***** Data records *****
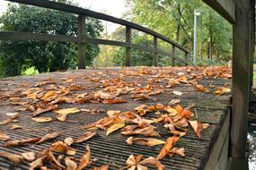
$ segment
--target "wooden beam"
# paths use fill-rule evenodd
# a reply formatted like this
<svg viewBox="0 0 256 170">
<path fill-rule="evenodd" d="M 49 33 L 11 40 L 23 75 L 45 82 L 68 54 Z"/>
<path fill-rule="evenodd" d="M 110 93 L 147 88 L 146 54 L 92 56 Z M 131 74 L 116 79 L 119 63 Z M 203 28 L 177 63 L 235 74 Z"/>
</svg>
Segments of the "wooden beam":
<svg viewBox="0 0 256 170">
<path fill-rule="evenodd" d="M 93 17 L 93 18 L 96 18 L 96 19 L 118 23 L 120 25 L 129 27 L 131 29 L 140 30 L 140 31 L 145 32 L 146 34 L 155 36 L 158 38 L 160 38 L 160 39 L 162 39 L 162 40 L 163 40 L 169 44 L 176 46 L 181 50 L 190 53 L 189 50 L 182 47 L 180 44 L 169 39 L 165 36 L 163 36 L 163 35 L 161 35 L 161 34 L 159 34 L 159 33 L 157 33 L 157 32 L 155 32 L 150 29 L 142 27 L 138 24 L 128 21 L 123 20 L 123 19 L 116 18 L 116 17 L 113 17 L 110 15 L 93 12 L 93 11 L 87 10 L 87 9 L 84 9 L 84 8 L 81 8 L 78 6 L 65 4 L 63 3 L 57 3 L 57 2 L 54 2 L 54 1 L 49 1 L 49 0 L 7 0 L 7 1 L 24 4 L 30 4 L 30 5 L 39 6 L 39 7 L 49 8 L 49 9 L 54 9 L 54 10 L 58 10 L 58 11 L 63 11 L 63 12 L 71 13 L 74 14 L 78 14 L 78 15 L 79 14 L 85 15 L 88 17 Z"/>
<path fill-rule="evenodd" d="M 153 57 L 153 64 L 154 66 L 158 66 L 158 54 L 157 54 L 157 48 L 158 48 L 158 39 L 157 37 L 154 37 L 154 57 Z"/>
<path fill-rule="evenodd" d="M 231 157 L 245 157 L 250 87 L 250 61 L 254 47 L 254 0 L 234 0 L 236 20 L 233 25 L 233 79 L 231 117 Z M 253 5 L 251 7 L 251 5 Z M 250 12 L 251 11 L 251 12 Z M 243 167 L 241 167 L 243 168 Z M 244 168 L 244 167 L 243 167 Z"/>
<path fill-rule="evenodd" d="M 229 22 L 235 21 L 234 0 L 203 0 Z"/>
<path fill-rule="evenodd" d="M 80 43 L 78 37 L 66 35 L 36 34 L 31 32 L 6 32 L 0 31 L 0 40 L 36 40 Z"/>
<path fill-rule="evenodd" d="M 82 38 L 82 43 L 78 44 L 78 69 L 85 69 L 86 67 L 86 27 L 85 16 L 78 15 L 78 37 Z"/>
<path fill-rule="evenodd" d="M 126 27 L 126 43 L 131 44 L 131 28 Z M 131 66 L 131 47 L 126 47 L 126 66 Z"/>
<path fill-rule="evenodd" d="M 175 65 L 175 58 L 176 58 L 175 46 L 172 45 L 172 66 Z"/>
</svg>

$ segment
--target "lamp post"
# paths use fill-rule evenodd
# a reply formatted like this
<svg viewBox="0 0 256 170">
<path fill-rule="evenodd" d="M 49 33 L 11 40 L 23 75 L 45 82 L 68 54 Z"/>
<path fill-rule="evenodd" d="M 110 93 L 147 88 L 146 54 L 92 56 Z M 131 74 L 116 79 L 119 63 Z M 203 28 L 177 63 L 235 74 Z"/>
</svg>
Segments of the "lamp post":
<svg viewBox="0 0 256 170">
<path fill-rule="evenodd" d="M 200 10 L 194 11 L 194 66 L 197 65 L 197 17 L 201 14 Z"/>
</svg>

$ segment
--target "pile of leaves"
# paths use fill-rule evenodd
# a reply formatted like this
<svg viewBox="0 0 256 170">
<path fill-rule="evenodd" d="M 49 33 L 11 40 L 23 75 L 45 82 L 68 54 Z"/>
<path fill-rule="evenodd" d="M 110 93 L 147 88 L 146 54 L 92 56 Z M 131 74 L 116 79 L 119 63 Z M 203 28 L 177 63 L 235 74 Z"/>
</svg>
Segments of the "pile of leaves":
<svg viewBox="0 0 256 170">
<path fill-rule="evenodd" d="M 31 86 L 22 84 L 23 88 L 14 91 L 0 89 L 0 100 L 6 100 L 13 106 L 21 106 L 15 113 L 9 113 L 8 118 L 1 120 L 0 125 L 19 121 L 21 112 L 30 112 L 32 121 L 38 123 L 49 123 L 52 121 L 72 122 L 68 115 L 77 113 L 99 114 L 106 113 L 107 116 L 95 123 L 84 125 L 84 132 L 77 139 L 66 138 L 64 141 L 53 142 L 51 147 L 45 149 L 40 153 L 12 154 L 0 152 L 0 157 L 19 164 L 24 161 L 31 162 L 31 169 L 46 168 L 45 163 L 54 169 L 83 169 L 92 165 L 94 160 L 90 160 L 91 151 L 89 145 L 86 146 L 86 153 L 80 161 L 75 158 L 75 149 L 71 148 L 73 143 L 84 144 L 84 141 L 97 137 L 97 131 L 106 132 L 106 135 L 112 132 L 119 132 L 128 136 L 128 145 L 146 145 L 154 147 L 163 145 L 156 157 L 143 159 L 142 155 L 131 155 L 128 158 L 127 166 L 123 169 L 147 169 L 147 166 L 164 169 L 160 160 L 166 156 L 178 155 L 185 157 L 185 149 L 177 147 L 181 138 L 184 137 L 190 130 L 193 129 L 198 138 L 201 137 L 201 132 L 210 126 L 208 123 L 199 122 L 195 114 L 191 111 L 192 106 L 182 107 L 181 99 L 173 99 L 168 104 L 156 104 L 147 106 L 141 104 L 133 110 L 100 110 L 84 109 L 79 107 L 62 107 L 63 103 L 67 104 L 106 104 L 114 105 L 129 102 L 123 98 L 128 95 L 134 101 L 152 100 L 157 103 L 154 96 L 166 92 L 166 89 L 176 86 L 190 86 L 196 91 L 209 93 L 212 95 L 223 95 L 230 92 L 228 85 L 216 87 L 209 84 L 207 89 L 199 84 L 202 79 L 230 79 L 231 71 L 227 67 L 166 67 L 119 70 L 118 72 L 95 72 L 91 75 L 84 74 L 83 77 L 68 77 L 55 80 L 49 78 Z M 134 81 L 128 81 L 126 78 L 132 77 Z M 139 82 L 139 79 L 145 79 L 146 82 Z M 90 82 L 93 86 L 84 86 L 77 82 L 78 79 Z M 93 91 L 92 91 L 93 89 Z M 182 96 L 182 91 L 172 90 L 172 95 Z M 56 119 L 48 116 L 40 116 L 44 113 L 57 115 Z M 148 114 L 154 115 L 154 118 L 146 117 Z M 78 123 L 77 121 L 73 121 Z M 156 126 L 157 125 L 157 126 Z M 167 129 L 170 136 L 163 139 L 159 134 L 159 125 Z M 22 129 L 22 126 L 13 124 L 10 129 Z M 0 132 L 0 140 L 5 141 L 4 147 L 15 147 L 51 141 L 62 134 L 61 132 L 48 133 L 45 136 L 12 140 L 6 132 Z M 63 165 L 63 162 L 66 166 Z M 108 165 L 94 169 L 108 169 Z"/>
</svg>

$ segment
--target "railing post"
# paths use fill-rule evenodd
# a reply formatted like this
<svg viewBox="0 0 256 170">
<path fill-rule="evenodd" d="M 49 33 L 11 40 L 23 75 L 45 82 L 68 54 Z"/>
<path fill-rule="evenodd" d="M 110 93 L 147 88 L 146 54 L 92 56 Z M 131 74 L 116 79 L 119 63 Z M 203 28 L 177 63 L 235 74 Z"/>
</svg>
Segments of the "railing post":
<svg viewBox="0 0 256 170">
<path fill-rule="evenodd" d="M 186 61 L 186 65 L 188 65 L 189 64 L 188 64 L 188 55 L 189 55 L 189 53 L 187 52 L 187 51 L 185 51 L 185 61 Z"/>
<path fill-rule="evenodd" d="M 86 27 L 85 16 L 78 15 L 78 33 L 77 36 L 81 38 L 82 42 L 78 44 L 78 69 L 85 69 L 86 65 Z"/>
<path fill-rule="evenodd" d="M 126 27 L 126 43 L 128 47 L 126 47 L 126 66 L 131 66 L 131 28 Z"/>
<path fill-rule="evenodd" d="M 153 58 L 153 64 L 154 66 L 158 66 L 158 53 L 157 53 L 157 49 L 158 49 L 158 38 L 156 36 L 154 36 L 154 58 Z"/>
<path fill-rule="evenodd" d="M 175 65 L 175 46 L 172 45 L 172 66 Z"/>
</svg>

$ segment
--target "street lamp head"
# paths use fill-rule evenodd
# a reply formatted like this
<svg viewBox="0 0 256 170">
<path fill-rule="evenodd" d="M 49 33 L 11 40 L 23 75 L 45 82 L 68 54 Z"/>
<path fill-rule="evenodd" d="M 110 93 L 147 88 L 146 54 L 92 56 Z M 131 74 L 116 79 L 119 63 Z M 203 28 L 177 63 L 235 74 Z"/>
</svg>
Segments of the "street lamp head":
<svg viewBox="0 0 256 170">
<path fill-rule="evenodd" d="M 201 11 L 201 10 L 195 10 L 195 11 L 194 11 L 194 13 L 195 13 L 195 15 L 196 15 L 196 16 L 200 15 L 200 14 L 201 14 L 201 13 L 202 13 L 202 11 Z"/>
</svg>

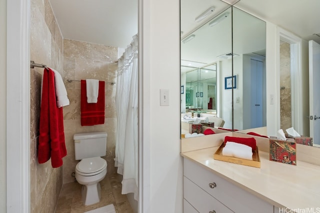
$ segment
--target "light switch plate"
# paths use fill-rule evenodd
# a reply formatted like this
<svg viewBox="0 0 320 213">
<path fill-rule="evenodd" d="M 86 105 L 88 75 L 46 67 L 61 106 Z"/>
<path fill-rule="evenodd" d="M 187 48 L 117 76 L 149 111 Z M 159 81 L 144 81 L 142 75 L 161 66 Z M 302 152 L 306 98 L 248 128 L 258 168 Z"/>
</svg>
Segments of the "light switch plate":
<svg viewBox="0 0 320 213">
<path fill-rule="evenodd" d="M 168 89 L 160 89 L 160 106 L 169 106 Z"/>
</svg>

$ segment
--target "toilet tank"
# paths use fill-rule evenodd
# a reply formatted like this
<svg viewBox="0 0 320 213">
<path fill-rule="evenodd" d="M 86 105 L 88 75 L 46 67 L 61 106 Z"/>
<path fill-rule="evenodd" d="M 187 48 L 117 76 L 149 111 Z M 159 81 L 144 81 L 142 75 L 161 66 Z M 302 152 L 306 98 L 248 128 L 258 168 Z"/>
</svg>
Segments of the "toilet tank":
<svg viewBox="0 0 320 213">
<path fill-rule="evenodd" d="M 102 157 L 106 151 L 106 137 L 104 132 L 78 133 L 74 135 L 76 160 Z"/>
</svg>

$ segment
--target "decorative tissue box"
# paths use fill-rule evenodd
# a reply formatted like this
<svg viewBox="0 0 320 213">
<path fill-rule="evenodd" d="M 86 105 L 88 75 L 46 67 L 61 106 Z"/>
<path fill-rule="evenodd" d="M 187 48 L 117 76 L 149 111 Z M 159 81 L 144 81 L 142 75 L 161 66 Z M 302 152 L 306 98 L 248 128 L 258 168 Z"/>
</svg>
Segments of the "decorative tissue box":
<svg viewBox="0 0 320 213">
<path fill-rule="evenodd" d="M 202 124 L 189 124 L 189 133 L 192 134 L 195 132 L 198 134 L 202 133 Z"/>
<path fill-rule="evenodd" d="M 296 165 L 296 141 L 293 138 L 287 138 L 284 141 L 278 140 L 276 137 L 270 137 L 270 161 Z"/>
<path fill-rule="evenodd" d="M 286 135 L 287 138 L 293 138 L 296 141 L 296 143 L 304 145 L 313 146 L 312 138 L 306 136 L 292 137 Z"/>
</svg>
*****
◆ Your task: State how many lines of the material above contain the string "post". Respond with the number alone.

◆ Response to the exercise: 4